Task statement =>
Copy the listing below word for word, keeping every line unchanged.

-=-=-=-=-

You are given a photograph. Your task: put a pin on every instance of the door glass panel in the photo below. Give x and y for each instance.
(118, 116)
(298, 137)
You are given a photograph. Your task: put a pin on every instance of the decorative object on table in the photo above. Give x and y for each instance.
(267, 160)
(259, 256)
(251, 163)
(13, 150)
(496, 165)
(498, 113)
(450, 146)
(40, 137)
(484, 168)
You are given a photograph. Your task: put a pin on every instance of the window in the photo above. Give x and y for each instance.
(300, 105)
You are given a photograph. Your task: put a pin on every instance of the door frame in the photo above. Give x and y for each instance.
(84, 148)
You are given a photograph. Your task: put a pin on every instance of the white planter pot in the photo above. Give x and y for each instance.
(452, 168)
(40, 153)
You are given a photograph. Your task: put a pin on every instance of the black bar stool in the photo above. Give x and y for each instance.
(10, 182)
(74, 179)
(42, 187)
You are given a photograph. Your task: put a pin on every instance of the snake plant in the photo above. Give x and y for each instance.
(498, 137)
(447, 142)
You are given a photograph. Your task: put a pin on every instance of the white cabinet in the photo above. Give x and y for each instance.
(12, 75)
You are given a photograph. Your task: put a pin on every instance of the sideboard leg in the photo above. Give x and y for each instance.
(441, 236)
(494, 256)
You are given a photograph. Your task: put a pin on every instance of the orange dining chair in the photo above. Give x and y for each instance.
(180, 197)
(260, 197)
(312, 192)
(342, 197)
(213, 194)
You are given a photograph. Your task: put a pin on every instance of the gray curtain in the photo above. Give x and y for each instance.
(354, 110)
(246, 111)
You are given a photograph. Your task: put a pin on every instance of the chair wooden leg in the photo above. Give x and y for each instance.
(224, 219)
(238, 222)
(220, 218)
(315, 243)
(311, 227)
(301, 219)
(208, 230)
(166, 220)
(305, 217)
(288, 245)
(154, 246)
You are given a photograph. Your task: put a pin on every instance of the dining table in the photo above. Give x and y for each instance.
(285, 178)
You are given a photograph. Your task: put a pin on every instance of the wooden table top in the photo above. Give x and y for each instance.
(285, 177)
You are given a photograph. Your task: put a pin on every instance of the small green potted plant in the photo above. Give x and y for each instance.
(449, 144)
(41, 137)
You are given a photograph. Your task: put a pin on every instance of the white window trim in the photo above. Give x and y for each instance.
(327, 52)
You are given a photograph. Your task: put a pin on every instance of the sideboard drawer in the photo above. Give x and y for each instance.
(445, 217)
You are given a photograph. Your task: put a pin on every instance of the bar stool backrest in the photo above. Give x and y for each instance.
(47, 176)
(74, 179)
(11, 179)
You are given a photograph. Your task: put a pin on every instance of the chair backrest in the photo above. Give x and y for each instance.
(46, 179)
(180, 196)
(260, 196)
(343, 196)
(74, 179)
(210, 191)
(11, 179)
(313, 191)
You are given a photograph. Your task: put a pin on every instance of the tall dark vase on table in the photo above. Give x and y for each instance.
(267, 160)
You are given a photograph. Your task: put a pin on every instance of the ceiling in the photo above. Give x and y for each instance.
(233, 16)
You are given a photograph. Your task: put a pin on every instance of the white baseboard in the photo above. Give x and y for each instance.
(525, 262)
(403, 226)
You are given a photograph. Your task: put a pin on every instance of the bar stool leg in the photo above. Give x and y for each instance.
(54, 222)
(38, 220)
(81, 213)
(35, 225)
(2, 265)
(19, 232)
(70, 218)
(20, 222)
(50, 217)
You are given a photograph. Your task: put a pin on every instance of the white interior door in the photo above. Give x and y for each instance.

-=-=-=-=-

Task response =>
You are given a photograph. Your task: put a pin on every instance of the door glass panel in the photo below. Give x and y for each instance.
(118, 116)
(298, 137)
You are given a photograph. Your task: put a pin on every instance of the decorative object on table in the photo above. Give x and y for each instance.
(267, 160)
(259, 256)
(251, 163)
(13, 150)
(496, 165)
(498, 113)
(450, 146)
(40, 137)
(484, 168)
You are given a photograph. Your task: put a pin on every instance of the window in the photo above. Give x and y for each instance.
(300, 105)
You are given a photograph. Your task: put a pin on every instance of the door frame in the photo above. Give x and y for each instance.
(84, 148)
You are given a photograph. Your task: put a pin on every instance of the white planter pot in the photo above. Give x and y for each instance.
(452, 168)
(40, 153)
You are given a photograph. Your task: put a pin on every instance of the black bar stool in the photo above. Give x and y for each instance.
(10, 182)
(74, 179)
(42, 187)
You are given a photograph. Your task: put a pin on every instance of the snake plant in the photo above. Give x and y for each instance.
(498, 137)
(447, 142)
You are given a photograph. Your task: put a pin on every instance of the white cabinet in the photo above. Give x and y for each instance.
(12, 75)
You are given a photograph. Your task: put a pin on every instance of the sideboard leg in the photo above. Give x and y for each instance.
(441, 236)
(494, 256)
You are given a photograph. Your task: put a pin on every instance of the orange dining chair in the photo above. Give x and y for each instance.
(180, 197)
(260, 197)
(312, 192)
(342, 197)
(213, 194)
You are given a photograph. Your task: put a pin on every instance of the gray curtain in the photo above. Give x and y for each instance.
(354, 110)
(246, 111)
You are given a photograph. Your task: put a pin on every instance of the chair wooden leg in the photo above. Give x and y for each instance.
(224, 219)
(238, 222)
(220, 218)
(315, 243)
(311, 227)
(301, 219)
(208, 230)
(166, 220)
(305, 217)
(288, 245)
(154, 246)
You are given a photograph. Your task: put a pin on every instance of the dining table in the photo above. Give x and y for each instance.
(285, 178)
You are given a photograph. Your task: put a pin on every instance of the wooden table top in the photo above. Give x and y for each instance.
(285, 177)
You are given a photograph. Your task: put a pin on every instance of the small green potted plant in the photo above. Give x and y for each instance.
(449, 144)
(41, 137)
You are given a photograph. Your task: put a pin on every instance of the white window trim in the photo above. Give x and y for each instance.
(327, 52)
You are given a photograph. Your task: put a pin on every instance of the sideboard drawer in the photo above. Give x and y for each instance.
(445, 217)
You are given a photograph. Your task: put a pin on every instance of the bar stool backrest in the photo above. Give x and y for each instance.
(47, 176)
(74, 179)
(11, 179)
You are given a photograph. Your task: put a pin on every instance of the chair backrest in the photo above. Give x and y for each instance.
(46, 179)
(180, 196)
(260, 196)
(343, 196)
(74, 179)
(210, 191)
(11, 179)
(313, 191)
You are given a photograph. Your task: put a pin on every instance of the tall dark vase on table in the photo above. Give x and y for each instance.
(267, 160)
You are given a photograph. Your task: put a pin on every instance of the ceiling in the photo above. Give x and y for each instance.
(233, 16)
You are given a photograph. Your task: put a pin on every instance of the white baseboard in the photo above. Give x and y for each instance.
(525, 262)
(403, 226)
You are given a photograph. Your task: put a pin on every instance of the bar stool leg in the photo above. Give x and y for each instance.
(54, 222)
(38, 220)
(81, 213)
(35, 225)
(2, 265)
(19, 232)
(70, 218)
(20, 222)
(50, 217)
You are given a photograph. Your task: put a pin on every instance of the white interior door in the photo above. Give x and y for each instance.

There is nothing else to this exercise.